• Material fornecido:
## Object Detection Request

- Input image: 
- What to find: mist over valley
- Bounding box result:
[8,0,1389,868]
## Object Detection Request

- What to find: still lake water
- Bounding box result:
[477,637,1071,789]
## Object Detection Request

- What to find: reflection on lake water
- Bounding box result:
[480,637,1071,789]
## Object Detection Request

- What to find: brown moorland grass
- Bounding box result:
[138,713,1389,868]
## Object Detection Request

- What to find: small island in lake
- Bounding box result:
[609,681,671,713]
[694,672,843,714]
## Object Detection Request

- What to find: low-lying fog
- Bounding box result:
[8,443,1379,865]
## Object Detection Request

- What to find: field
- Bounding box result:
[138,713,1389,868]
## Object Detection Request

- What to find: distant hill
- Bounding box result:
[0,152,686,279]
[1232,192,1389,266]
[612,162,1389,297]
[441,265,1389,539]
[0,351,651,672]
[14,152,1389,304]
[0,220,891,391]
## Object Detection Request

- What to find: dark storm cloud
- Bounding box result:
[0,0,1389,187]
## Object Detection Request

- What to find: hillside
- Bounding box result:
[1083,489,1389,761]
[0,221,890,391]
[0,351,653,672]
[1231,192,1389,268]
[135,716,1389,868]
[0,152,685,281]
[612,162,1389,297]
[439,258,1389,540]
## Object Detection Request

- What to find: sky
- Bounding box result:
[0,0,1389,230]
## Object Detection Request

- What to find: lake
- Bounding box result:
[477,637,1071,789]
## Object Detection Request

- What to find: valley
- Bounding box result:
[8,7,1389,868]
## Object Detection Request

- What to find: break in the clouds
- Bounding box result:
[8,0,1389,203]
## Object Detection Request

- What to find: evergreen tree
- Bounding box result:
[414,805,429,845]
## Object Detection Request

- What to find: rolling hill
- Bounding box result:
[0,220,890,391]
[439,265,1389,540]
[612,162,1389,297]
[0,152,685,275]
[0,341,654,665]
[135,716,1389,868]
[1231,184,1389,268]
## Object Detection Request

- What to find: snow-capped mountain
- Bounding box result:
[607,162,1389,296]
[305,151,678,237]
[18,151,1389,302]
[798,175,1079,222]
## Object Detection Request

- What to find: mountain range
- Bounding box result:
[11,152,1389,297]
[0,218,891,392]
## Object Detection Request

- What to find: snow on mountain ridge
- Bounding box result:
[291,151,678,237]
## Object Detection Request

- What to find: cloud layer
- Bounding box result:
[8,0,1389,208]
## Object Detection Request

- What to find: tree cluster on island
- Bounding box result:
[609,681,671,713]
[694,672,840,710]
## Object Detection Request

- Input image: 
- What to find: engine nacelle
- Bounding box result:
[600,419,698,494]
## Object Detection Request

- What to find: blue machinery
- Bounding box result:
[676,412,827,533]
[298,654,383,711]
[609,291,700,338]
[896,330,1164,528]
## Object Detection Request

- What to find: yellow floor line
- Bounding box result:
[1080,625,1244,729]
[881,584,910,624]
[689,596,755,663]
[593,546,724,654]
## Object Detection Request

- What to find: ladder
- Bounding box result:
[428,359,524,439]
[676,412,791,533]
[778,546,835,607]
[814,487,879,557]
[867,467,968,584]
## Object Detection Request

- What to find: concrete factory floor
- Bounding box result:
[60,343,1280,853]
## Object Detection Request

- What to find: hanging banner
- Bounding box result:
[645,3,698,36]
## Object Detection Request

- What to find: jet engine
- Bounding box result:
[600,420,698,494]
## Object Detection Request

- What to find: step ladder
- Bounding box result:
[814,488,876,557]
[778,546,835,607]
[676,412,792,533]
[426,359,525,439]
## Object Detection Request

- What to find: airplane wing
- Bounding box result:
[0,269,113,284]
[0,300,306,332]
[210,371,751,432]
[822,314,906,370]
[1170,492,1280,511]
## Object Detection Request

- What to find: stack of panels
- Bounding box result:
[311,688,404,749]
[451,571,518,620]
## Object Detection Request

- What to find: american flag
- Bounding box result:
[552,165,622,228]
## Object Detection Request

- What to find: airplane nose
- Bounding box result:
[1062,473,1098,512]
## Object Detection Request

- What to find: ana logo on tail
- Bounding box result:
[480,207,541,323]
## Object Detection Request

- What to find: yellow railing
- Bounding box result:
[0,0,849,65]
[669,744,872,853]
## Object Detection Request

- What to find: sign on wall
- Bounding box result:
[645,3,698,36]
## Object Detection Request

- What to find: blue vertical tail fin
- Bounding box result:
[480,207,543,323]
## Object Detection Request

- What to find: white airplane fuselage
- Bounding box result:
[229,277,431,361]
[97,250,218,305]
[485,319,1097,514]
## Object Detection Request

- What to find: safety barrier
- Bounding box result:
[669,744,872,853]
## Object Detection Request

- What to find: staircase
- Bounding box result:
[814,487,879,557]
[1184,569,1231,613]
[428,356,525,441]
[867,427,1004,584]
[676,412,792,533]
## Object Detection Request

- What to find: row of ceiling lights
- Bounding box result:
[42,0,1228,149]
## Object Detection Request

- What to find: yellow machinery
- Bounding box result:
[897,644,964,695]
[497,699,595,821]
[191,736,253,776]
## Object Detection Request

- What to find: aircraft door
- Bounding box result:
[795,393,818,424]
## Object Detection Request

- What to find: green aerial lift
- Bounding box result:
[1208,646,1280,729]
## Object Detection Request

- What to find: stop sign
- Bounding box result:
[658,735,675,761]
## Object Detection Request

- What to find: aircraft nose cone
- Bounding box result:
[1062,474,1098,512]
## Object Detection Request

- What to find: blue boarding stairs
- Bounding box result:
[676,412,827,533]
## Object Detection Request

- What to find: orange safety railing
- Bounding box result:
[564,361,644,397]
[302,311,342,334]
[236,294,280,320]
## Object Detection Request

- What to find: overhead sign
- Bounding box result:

==

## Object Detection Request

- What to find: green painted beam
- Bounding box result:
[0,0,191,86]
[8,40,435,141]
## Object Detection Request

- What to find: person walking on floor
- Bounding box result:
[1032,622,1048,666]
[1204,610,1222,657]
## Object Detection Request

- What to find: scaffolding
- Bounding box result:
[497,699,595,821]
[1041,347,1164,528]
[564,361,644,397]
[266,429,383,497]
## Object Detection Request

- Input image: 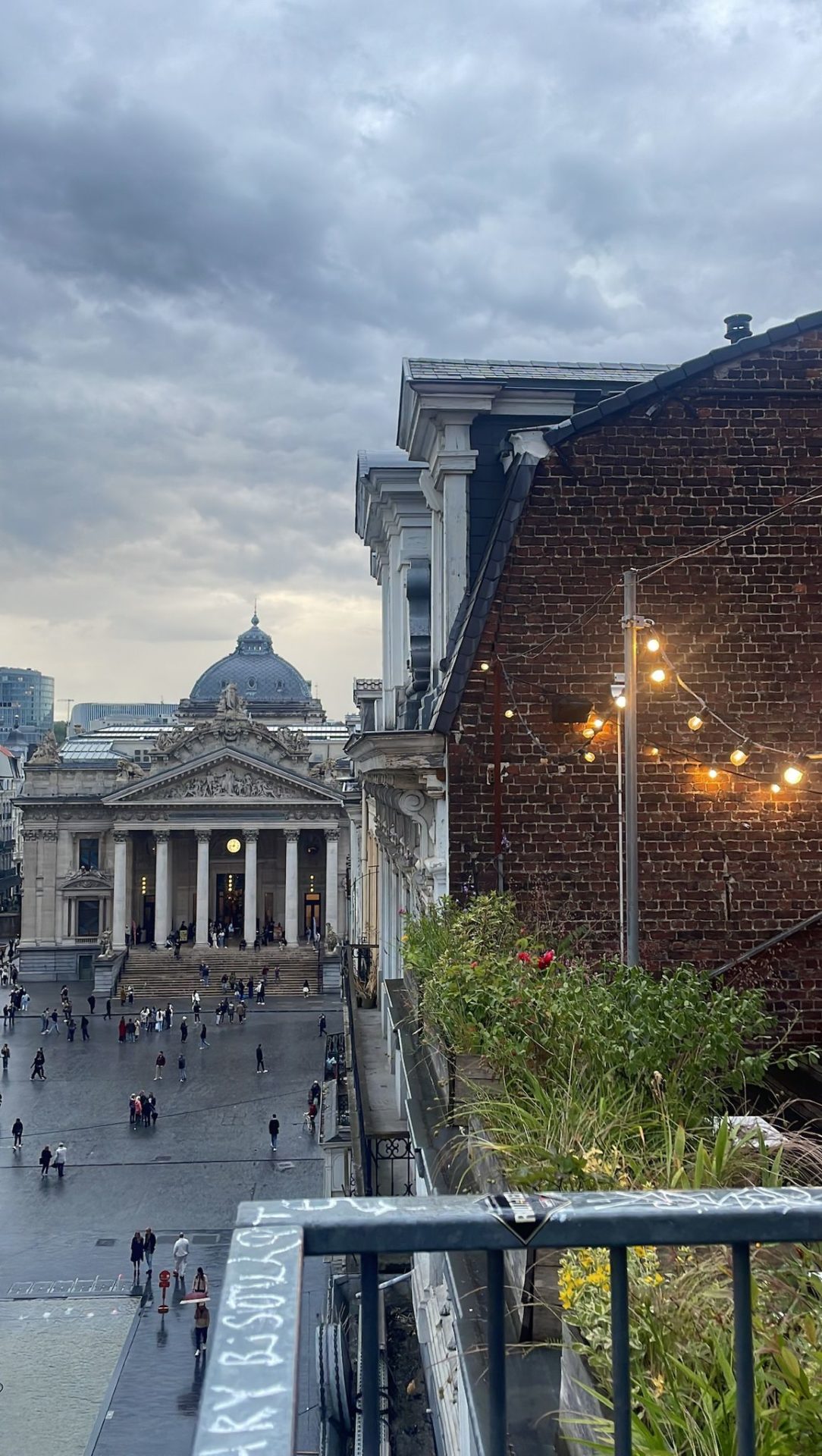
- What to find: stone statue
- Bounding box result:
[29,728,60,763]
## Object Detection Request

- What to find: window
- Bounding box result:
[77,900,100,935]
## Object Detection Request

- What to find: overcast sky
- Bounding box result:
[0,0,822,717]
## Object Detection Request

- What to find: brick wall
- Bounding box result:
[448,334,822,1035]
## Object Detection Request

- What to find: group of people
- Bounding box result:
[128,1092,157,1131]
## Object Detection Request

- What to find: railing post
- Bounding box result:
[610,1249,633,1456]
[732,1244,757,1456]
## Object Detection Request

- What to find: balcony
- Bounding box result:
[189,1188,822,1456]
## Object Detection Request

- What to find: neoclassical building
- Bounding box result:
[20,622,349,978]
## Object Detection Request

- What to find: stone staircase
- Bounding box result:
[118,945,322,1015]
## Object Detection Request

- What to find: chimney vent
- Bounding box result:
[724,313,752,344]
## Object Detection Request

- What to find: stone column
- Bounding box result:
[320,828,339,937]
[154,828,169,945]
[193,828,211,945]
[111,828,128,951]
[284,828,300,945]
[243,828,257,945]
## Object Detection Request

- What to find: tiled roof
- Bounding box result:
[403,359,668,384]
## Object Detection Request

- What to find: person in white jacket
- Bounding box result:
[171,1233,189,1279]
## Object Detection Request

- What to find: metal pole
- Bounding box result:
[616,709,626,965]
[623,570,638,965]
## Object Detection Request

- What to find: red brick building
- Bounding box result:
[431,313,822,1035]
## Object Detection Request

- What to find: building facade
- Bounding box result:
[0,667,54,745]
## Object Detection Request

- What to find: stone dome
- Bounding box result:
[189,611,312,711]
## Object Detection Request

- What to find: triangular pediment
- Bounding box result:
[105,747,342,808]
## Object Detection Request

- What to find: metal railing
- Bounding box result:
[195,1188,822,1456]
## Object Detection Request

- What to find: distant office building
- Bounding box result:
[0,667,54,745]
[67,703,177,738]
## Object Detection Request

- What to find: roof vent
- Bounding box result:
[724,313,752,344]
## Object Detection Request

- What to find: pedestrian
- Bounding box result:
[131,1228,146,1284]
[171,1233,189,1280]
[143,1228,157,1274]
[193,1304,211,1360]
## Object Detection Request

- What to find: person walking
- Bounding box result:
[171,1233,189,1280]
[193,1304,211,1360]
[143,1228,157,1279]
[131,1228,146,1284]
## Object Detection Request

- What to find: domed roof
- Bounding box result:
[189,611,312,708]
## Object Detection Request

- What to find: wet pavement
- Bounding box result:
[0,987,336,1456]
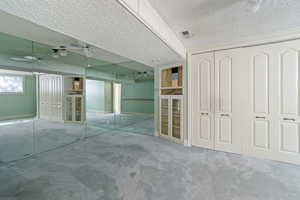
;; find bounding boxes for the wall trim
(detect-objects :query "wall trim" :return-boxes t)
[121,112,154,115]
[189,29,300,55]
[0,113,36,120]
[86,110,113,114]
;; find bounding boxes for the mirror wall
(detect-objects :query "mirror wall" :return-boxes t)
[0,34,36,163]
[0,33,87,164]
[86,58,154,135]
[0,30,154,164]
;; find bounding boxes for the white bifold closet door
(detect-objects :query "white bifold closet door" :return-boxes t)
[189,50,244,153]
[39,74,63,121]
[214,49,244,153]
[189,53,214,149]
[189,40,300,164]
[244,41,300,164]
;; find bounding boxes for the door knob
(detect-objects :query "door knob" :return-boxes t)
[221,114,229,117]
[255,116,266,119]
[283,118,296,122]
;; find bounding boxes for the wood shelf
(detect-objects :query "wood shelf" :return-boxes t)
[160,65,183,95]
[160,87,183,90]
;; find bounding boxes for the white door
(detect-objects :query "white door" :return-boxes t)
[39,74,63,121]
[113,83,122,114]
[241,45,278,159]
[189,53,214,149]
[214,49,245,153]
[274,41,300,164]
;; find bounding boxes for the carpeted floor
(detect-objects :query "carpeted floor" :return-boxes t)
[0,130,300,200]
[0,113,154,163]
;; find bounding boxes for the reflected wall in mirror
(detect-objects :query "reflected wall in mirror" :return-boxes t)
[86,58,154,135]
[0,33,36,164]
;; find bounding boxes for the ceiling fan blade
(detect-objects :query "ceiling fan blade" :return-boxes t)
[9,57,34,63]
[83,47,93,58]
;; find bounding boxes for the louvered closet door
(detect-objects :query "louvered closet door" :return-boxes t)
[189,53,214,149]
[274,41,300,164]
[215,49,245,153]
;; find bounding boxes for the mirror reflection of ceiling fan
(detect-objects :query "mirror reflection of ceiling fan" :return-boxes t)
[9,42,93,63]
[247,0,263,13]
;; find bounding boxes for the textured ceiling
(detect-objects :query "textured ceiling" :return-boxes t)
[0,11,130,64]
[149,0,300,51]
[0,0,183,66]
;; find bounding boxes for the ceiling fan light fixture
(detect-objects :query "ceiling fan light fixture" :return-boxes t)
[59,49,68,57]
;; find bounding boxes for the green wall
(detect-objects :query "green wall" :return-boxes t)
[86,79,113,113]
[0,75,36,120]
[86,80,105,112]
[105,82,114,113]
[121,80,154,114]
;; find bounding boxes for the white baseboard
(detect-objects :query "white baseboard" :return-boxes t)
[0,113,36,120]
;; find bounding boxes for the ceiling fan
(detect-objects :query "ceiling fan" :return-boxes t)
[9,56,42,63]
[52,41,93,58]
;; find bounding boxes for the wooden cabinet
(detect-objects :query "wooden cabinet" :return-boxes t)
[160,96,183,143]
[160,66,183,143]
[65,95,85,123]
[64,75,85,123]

• Tarefa pedida:
Troque "white door" por "yellow door" no trecho do material que vai da linha com "the wood shelf" até a linha com "[0,113,154,163]". Escreva esse trecho de novo com todo o resto igual.

• Resposta escrita:
;; find bounding boxes for the wood shelf
(detect-objects :query "wood shelf" :return-boxes t)
[160,65,183,95]
[160,87,183,90]
;; find bounding boxes for the yellow door
(detect-objects :query "yellow door" :return-boxes t)
[39,74,63,121]
[113,83,122,114]
[241,45,278,159]
[189,53,214,149]
[214,49,245,153]
[274,41,300,164]
;; find bounding boxes for the carpeted floor
(detect-objects :query "carpeted floor" :return-boxes t)
[0,130,300,200]
[0,113,154,163]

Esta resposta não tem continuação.